##### Texte extrait #####

Question à… Gaëtan Le Guelvouit #numérique #responsable

Publié le 09/09/2022

Gaëtan Le Guelvouit est responsable du labo Confiance & Sécurité, où il travaille à la conception et à l’amélioration d’outils de lutte contre la fraude numérique, chez l’IRT b<>com. Il est également membre du CSV du pôle Images & Réseaux, et a ainsi apporté sa contribution à la programmation de la technoférence “ Le numérique face à ses responsabilités – Réinterroger l’innovation ? ” organisée le 6 octobre 2022 à l’IMT Atlantique.

 

Entretien.

Pourquoi avez-vous souhaité contribuer à la programmation de cette technoférence (conférence technologique) ? 

 

Ça fait des années que je suis dans le numérique, au moment où on appelait ça de l’informatique. Et jusqu’à relativement récemment, on ne se souciait pas vraiment la responsabilité de ces technologies. C’est précisément quand l’informatique est devenue le numérique, avec une omniprésence dans tous les aspects de notre vie, que son impact écologique, social et son éthique sont devenus des sujets. 

 

Ce sont des débats passionnants, que j’essaie de suivre depuis le début, quand on nous racontait que l’envoi d’un mail équivalait à laisser une ampoule allumée toute la journée.

#####

▸ **Exercice écrit**
Reproduisez le passage de l'entretien compris entre « Publié le 09/09/2022 » et « technoférence (conférence technologique) ? », bornes incluses. Les entrées n'interviennent pas ici.

##### Relevé des entrées #####

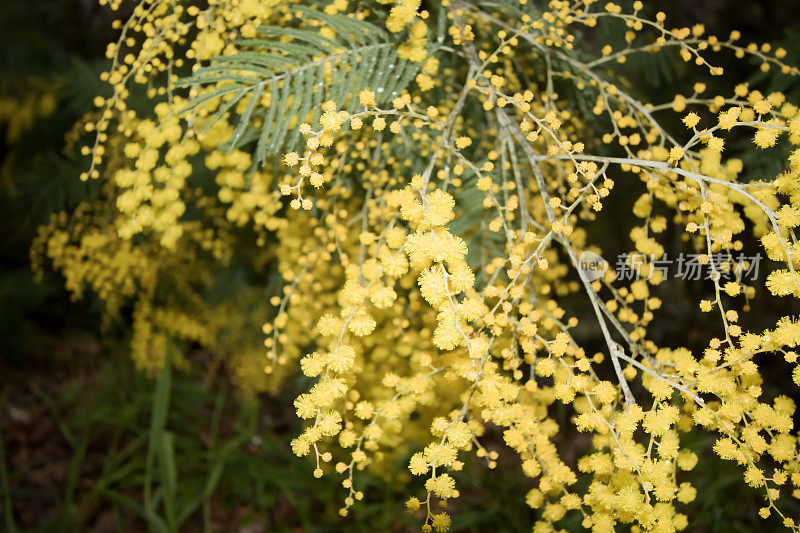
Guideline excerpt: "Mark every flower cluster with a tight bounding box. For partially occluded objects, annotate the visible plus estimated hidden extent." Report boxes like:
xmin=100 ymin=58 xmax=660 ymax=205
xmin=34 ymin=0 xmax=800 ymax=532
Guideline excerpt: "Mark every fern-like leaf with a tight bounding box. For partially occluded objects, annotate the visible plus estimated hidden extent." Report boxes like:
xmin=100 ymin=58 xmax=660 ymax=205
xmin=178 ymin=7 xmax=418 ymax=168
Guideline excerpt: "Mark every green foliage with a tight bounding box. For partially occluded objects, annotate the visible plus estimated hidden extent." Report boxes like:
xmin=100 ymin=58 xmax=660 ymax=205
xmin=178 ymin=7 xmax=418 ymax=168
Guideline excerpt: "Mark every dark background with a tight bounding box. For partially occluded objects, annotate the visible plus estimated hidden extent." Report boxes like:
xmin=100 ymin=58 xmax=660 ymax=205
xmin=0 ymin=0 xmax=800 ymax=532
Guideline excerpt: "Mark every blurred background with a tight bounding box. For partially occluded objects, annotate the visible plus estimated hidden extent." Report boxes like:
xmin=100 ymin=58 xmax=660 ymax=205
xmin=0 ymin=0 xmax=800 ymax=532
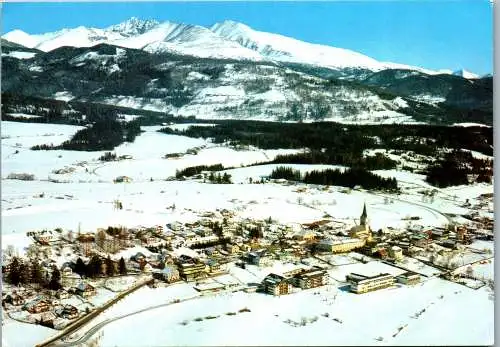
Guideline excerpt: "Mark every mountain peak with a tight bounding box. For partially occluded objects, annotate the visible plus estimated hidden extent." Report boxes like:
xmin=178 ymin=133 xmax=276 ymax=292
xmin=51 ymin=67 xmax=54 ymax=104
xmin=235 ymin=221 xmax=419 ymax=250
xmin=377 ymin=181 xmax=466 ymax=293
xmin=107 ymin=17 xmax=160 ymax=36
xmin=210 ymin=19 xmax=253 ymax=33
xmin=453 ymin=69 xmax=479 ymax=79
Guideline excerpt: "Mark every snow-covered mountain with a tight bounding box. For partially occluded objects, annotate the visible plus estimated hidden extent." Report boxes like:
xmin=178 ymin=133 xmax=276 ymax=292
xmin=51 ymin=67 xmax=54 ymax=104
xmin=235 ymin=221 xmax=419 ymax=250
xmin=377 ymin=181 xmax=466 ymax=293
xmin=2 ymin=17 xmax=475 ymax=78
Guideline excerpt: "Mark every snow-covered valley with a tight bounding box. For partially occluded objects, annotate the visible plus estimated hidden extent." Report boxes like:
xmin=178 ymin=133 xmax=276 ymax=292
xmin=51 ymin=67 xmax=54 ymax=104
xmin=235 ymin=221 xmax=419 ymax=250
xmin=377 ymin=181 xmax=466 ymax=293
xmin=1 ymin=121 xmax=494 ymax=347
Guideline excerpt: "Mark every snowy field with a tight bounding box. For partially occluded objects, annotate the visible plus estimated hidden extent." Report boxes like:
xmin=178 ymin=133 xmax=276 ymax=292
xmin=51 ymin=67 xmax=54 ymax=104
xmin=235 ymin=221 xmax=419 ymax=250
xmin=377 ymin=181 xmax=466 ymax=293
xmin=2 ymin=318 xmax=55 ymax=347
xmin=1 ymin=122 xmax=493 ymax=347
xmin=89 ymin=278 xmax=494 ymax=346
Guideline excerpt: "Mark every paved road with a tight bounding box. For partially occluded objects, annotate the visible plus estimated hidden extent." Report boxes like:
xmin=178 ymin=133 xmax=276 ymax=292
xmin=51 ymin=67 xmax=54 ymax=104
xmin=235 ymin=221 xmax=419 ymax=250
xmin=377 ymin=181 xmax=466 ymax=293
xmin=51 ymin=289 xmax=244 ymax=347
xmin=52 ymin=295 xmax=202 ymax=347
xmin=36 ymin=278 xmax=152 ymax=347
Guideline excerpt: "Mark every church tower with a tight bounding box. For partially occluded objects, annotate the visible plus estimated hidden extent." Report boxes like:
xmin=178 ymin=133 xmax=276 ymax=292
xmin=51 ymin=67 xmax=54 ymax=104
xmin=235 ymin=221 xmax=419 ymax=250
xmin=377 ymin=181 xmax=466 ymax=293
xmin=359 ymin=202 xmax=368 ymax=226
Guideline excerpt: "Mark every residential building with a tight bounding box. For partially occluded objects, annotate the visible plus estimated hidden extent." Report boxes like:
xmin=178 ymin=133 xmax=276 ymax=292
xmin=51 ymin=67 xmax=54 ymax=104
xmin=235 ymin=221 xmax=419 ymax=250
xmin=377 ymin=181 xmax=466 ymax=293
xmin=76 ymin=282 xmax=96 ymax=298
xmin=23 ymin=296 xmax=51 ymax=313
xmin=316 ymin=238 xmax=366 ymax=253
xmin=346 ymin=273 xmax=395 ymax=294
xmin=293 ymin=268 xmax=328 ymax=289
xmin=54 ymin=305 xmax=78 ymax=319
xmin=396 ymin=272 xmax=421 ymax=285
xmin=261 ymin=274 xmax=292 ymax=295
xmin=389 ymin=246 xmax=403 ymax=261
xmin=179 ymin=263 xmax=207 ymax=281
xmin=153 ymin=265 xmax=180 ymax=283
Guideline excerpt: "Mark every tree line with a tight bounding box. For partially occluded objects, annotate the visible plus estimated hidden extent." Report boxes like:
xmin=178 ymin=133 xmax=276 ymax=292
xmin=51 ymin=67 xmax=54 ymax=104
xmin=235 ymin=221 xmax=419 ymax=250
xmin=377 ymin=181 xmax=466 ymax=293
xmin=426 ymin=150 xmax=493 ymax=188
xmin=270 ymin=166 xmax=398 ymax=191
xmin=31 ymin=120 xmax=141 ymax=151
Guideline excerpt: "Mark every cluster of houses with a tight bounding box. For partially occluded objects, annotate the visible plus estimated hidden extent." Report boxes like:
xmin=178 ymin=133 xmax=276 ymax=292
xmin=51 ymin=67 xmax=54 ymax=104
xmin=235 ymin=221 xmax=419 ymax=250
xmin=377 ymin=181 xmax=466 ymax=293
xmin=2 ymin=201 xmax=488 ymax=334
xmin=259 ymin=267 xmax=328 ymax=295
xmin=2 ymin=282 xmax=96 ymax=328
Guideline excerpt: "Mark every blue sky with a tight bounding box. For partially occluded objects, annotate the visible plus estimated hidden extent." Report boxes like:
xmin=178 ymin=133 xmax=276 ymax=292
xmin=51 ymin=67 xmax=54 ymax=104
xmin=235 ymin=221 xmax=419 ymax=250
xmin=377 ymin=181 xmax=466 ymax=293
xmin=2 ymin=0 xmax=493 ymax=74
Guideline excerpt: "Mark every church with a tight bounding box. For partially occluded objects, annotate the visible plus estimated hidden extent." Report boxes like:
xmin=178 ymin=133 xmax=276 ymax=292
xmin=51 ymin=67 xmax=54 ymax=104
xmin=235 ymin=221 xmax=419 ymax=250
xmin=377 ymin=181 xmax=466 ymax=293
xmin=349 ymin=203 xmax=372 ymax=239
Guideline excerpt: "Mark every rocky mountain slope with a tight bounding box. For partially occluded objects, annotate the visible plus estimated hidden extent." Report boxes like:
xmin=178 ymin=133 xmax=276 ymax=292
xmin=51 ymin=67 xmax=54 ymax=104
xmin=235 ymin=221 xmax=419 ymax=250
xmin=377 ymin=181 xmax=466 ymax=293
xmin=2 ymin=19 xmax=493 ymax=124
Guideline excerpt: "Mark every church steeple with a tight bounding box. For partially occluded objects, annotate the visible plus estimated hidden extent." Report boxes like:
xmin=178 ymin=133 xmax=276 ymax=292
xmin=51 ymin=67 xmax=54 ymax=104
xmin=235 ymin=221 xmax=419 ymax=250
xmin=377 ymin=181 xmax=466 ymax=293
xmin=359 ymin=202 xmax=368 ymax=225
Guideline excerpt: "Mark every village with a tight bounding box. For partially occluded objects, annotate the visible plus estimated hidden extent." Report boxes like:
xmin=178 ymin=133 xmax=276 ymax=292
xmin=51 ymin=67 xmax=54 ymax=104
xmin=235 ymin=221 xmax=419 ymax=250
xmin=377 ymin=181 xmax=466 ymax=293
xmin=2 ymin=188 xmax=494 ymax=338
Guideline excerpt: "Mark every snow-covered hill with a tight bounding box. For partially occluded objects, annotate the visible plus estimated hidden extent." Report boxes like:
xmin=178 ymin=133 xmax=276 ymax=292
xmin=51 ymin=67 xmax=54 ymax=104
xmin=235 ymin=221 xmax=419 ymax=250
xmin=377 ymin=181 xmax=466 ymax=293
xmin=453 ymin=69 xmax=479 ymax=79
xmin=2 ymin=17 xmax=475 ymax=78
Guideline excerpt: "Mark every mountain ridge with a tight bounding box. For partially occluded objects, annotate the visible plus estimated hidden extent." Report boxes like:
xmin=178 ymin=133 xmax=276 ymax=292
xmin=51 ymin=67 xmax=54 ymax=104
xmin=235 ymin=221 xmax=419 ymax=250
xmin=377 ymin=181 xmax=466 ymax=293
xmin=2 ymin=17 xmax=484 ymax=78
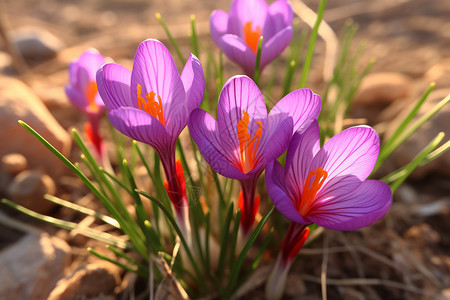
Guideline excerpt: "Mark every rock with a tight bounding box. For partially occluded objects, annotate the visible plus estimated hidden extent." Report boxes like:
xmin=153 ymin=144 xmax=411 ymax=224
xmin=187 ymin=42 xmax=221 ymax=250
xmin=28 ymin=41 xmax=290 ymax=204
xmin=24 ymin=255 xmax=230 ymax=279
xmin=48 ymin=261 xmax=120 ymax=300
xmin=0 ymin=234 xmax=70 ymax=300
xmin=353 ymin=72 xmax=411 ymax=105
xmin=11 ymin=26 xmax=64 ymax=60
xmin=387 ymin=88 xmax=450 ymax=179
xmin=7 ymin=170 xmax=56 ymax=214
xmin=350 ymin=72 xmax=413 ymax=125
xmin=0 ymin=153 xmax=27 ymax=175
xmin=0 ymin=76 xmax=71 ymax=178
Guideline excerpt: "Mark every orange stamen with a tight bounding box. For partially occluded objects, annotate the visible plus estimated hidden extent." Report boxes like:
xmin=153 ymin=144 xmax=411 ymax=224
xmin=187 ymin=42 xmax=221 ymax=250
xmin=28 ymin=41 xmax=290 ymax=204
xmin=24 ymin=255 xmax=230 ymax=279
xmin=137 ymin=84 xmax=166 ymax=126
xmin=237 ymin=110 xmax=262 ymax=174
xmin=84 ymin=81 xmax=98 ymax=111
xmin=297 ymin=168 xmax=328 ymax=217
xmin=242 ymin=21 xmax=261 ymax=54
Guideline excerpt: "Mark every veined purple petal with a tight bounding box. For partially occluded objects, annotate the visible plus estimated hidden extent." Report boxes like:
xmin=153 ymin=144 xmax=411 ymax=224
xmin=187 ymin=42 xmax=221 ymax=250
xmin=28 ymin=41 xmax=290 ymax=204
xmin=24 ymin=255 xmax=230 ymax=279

#####

▸ **Réponse attendue**
Publié le 09/09/2022

Gaëtan Le Guelvouit est responsable du labo Confiance & Sécurité, où il travaille à la conception et à l’amélioration d’outils de lutte contre la fraude numérique, chez l’IRT b<>com. Il est également membre du CSV du pôle Images & Réseaux, et a ainsi apporté sa contribution à la programmation de la technoférence “ Le numérique face à ses responsabilités – Réinterroger l’innovation ? ” organisée le 6 octobre 2022 à l’IMT Atlantique.

 

Entretien.

Pourquoi avez-vous souhaité contribuer à la programmation de cette technoférence (conférence technologique) ?